§ Exercise brief:
Copy the rows out again, starting with the line that contains "[point] manhole cover" and going on through the end of the rows, with "window" swapped for "glass pane" and nothing else altered.

§ Information supplied:
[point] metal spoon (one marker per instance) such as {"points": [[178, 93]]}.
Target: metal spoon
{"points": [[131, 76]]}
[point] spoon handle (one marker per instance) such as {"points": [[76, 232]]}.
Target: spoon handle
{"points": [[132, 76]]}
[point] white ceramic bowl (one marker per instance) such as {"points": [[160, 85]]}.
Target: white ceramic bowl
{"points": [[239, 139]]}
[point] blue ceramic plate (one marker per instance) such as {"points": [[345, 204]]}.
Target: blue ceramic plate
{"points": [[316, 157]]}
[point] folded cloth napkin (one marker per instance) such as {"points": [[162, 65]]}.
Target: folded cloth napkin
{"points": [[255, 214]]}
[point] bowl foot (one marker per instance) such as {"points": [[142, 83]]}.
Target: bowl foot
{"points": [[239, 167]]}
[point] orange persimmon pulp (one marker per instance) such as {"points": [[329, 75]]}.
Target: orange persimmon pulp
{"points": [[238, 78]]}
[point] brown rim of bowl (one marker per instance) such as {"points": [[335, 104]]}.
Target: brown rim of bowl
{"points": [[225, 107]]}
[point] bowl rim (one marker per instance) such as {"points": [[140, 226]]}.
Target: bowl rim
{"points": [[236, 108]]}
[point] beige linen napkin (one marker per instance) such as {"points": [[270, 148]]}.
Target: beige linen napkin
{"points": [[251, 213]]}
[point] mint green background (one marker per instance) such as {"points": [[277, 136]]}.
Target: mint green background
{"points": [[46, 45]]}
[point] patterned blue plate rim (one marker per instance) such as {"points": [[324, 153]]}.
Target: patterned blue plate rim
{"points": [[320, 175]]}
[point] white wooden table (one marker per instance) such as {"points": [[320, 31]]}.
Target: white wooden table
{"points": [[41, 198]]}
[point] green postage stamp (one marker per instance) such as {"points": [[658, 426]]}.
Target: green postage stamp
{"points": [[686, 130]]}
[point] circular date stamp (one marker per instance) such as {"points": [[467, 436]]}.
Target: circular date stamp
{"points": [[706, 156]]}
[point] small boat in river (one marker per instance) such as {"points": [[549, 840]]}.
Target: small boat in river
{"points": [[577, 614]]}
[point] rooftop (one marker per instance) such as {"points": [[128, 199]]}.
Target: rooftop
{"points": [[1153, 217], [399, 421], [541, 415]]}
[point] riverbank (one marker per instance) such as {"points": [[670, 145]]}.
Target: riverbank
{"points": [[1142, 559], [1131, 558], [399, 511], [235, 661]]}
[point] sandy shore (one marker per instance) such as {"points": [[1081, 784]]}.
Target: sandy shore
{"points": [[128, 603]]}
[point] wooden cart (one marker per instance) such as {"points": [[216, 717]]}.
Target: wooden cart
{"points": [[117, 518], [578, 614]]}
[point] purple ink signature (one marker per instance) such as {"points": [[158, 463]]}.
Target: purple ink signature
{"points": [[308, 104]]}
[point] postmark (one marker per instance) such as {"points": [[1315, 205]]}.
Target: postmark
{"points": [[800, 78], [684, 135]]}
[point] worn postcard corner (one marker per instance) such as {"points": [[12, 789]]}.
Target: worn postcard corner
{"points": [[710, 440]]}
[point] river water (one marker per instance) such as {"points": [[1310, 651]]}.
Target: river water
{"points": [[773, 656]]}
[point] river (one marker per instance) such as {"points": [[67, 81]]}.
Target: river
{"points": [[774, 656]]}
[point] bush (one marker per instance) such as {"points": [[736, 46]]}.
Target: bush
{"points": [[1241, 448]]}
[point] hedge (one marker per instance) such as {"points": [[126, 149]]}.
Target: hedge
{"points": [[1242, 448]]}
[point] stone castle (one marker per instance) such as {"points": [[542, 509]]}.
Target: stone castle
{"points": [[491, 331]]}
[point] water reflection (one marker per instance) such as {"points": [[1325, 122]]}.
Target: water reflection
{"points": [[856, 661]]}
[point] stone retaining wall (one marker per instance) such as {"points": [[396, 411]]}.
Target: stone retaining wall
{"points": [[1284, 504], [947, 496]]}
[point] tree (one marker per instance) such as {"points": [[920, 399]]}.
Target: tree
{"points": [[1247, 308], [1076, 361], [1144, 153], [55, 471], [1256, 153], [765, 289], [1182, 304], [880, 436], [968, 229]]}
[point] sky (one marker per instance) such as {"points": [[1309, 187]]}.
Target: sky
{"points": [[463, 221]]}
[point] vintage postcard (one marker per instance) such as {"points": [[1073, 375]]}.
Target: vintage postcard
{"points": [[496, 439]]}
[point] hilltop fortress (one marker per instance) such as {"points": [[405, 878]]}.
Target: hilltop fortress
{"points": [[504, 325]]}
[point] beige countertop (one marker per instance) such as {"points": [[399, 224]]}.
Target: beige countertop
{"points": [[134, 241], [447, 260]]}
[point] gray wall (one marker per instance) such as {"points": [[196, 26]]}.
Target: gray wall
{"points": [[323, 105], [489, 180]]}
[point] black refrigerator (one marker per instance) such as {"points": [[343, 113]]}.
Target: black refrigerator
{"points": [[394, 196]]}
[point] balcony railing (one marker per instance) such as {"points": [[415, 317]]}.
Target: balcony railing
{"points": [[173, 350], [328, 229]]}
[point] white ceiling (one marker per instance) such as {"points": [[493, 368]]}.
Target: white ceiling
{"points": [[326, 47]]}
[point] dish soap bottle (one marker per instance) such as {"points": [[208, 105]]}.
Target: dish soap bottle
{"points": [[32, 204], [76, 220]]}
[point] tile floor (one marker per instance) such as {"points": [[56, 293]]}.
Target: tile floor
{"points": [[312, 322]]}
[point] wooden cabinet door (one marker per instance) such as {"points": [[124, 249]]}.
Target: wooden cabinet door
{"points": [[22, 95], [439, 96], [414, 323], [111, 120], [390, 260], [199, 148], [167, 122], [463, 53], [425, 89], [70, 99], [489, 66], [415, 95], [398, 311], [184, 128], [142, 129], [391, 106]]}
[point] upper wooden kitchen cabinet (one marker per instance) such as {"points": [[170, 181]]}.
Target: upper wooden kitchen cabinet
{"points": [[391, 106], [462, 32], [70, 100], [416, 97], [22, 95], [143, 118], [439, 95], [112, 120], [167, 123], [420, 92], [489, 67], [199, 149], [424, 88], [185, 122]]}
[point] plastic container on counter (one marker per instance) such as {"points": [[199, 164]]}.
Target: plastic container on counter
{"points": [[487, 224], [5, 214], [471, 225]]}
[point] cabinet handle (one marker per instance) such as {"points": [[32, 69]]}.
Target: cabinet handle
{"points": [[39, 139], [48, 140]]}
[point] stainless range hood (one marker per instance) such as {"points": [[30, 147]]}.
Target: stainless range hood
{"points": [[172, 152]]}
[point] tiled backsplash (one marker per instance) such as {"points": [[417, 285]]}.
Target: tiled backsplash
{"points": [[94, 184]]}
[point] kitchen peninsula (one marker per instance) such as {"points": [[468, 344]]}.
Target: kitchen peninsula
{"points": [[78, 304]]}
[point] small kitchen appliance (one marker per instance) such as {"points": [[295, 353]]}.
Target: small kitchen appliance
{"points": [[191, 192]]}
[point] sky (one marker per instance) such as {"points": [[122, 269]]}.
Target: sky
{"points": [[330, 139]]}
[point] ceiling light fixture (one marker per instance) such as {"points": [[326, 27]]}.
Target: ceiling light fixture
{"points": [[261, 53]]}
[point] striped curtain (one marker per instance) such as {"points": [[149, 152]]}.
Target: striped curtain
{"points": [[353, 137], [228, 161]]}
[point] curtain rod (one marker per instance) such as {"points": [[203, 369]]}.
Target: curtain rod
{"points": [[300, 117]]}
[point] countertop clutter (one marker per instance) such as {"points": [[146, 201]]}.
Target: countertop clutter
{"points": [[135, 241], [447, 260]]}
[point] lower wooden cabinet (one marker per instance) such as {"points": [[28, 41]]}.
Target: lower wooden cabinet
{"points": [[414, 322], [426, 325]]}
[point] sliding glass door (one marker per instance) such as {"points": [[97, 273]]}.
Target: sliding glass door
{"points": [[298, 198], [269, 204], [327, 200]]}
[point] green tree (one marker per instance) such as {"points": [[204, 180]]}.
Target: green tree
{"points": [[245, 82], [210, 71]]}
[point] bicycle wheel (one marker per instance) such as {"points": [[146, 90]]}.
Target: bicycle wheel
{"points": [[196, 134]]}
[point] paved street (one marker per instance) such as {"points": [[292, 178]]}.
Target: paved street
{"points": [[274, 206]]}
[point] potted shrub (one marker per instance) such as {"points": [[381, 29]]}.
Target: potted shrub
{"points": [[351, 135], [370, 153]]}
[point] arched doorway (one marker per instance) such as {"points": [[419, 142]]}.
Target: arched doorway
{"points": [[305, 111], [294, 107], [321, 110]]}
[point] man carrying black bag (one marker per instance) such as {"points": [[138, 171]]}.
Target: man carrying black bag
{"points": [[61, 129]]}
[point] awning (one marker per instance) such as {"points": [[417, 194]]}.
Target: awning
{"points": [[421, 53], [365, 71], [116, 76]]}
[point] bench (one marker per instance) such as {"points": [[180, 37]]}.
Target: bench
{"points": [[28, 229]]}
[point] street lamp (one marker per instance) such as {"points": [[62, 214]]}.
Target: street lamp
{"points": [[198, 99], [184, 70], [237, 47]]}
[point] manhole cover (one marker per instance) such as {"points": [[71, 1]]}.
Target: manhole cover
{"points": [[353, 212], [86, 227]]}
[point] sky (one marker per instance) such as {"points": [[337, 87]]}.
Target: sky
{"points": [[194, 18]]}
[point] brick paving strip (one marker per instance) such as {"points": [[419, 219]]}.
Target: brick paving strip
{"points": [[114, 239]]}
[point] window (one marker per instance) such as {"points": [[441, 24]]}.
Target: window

§ Finished answer:
[point] manhole cover (one marker per instance) such as {"points": [[71, 1]]}.
Target: manhole cover
{"points": [[353, 212], [86, 227]]}
[point] sky (one marker per instance) such as {"points": [[337, 87]]}.
Target: sky
{"points": [[194, 18]]}
[point] brick paving strip (one marker per instance) such as {"points": [[419, 219]]}.
Target: brick paving strip
{"points": [[114, 239]]}
[point] glass pane (one marker per instance) such as {"points": [[441, 24]]}.
Target: glass pane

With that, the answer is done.